*Reading passage*.
# Groomer did an awesome job!



## HannahBearsMom (Jul 31, 2011)

Maccabee had his first full grooming today. The groomer did a fantastic job! I'll post more pics tonight, but I have to share this head shot now.


__
http://instagr.am/p/NRv0PaI2nx%2F/


----------



## HannahBearsMom (Jul 31, 2011)




----------



## HavaneseSoon (Nov 4, 2008)

Where are the rest of the pictures? Cute! Cute!


----------



## HannahBearsMom (Jul 31, 2011)

HavaneseSoon said:


> Where are the rest of the pictures? Cute! Cute!


Here they are. As Tom has said before, he's much cuter in person. It's very difficult to get a good pic of a black dog.


----------



## whimsy (Apr 3, 2010)

Awww..he looks adorable!!Glad you had a good experience with your groomer. Seems we hear so many horror stories..its nice to hear a sucess story!!


----------



## Tom King (Aug 2, 2006)

He looks happy.


----------



## HannahBearsMom (Jul 31, 2011)

*Input data*.
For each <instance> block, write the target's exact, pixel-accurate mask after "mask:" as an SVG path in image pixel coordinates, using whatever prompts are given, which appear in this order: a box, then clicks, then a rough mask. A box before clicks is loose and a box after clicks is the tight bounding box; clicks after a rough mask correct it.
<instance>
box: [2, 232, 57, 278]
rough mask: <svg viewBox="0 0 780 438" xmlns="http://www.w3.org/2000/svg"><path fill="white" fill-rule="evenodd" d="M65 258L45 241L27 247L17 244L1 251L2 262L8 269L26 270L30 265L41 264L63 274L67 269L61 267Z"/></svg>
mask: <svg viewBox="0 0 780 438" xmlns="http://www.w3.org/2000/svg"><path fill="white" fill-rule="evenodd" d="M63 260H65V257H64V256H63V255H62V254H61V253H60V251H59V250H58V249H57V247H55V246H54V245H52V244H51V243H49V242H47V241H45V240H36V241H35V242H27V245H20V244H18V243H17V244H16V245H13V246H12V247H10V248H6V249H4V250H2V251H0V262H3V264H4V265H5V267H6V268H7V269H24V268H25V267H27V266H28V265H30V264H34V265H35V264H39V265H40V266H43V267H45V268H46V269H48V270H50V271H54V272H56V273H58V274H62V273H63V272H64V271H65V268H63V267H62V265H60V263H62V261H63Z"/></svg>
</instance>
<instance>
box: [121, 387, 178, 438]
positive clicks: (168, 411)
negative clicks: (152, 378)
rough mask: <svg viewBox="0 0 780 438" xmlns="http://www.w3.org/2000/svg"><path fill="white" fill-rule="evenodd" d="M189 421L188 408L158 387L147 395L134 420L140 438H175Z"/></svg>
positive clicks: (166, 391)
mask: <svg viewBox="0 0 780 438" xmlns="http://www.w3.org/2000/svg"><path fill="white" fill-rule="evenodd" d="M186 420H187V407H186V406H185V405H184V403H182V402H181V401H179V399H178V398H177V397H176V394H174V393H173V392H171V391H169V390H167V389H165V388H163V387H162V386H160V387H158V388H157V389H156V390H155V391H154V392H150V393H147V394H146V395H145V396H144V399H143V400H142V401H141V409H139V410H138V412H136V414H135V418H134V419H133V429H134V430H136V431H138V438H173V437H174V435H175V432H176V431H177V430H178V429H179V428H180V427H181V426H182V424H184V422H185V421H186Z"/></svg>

* * *

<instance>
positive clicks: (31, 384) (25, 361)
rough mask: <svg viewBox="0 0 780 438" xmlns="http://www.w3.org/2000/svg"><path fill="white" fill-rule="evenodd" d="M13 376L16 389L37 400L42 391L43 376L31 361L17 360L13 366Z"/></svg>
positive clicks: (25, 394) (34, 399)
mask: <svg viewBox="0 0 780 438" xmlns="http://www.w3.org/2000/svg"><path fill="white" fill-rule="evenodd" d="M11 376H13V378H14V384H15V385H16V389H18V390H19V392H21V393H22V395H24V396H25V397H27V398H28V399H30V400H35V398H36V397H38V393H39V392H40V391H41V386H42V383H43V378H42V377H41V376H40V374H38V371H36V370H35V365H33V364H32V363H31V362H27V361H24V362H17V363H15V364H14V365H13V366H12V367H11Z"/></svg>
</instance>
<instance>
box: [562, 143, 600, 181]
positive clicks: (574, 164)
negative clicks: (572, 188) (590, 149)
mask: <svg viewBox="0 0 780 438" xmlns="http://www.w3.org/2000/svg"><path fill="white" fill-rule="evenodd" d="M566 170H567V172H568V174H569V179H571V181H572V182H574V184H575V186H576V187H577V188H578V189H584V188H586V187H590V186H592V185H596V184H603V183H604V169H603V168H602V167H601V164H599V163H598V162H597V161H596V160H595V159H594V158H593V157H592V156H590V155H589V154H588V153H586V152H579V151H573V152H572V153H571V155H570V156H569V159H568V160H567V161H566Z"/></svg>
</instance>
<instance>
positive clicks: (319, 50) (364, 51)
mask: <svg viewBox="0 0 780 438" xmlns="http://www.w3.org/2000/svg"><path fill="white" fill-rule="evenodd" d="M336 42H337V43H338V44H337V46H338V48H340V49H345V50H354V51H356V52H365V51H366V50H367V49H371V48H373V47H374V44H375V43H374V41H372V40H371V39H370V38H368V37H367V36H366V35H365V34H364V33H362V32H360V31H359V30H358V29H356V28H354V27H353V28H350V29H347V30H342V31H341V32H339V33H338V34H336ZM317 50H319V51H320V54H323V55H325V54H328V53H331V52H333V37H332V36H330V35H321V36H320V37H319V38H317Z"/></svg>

*Exercise aim*. Please write out, word for word, the part of the grooming thread above starting at "# Groomer did" and ending at "head shot now.".

*Reply*.
# Groomer did an awesome job!



## HannahBearsMom (Jul 31, 2011)

Maccabee had his first full grooming today. The groomer did a fantastic job! I'll post more pics tonight, but I have to share this head shot now.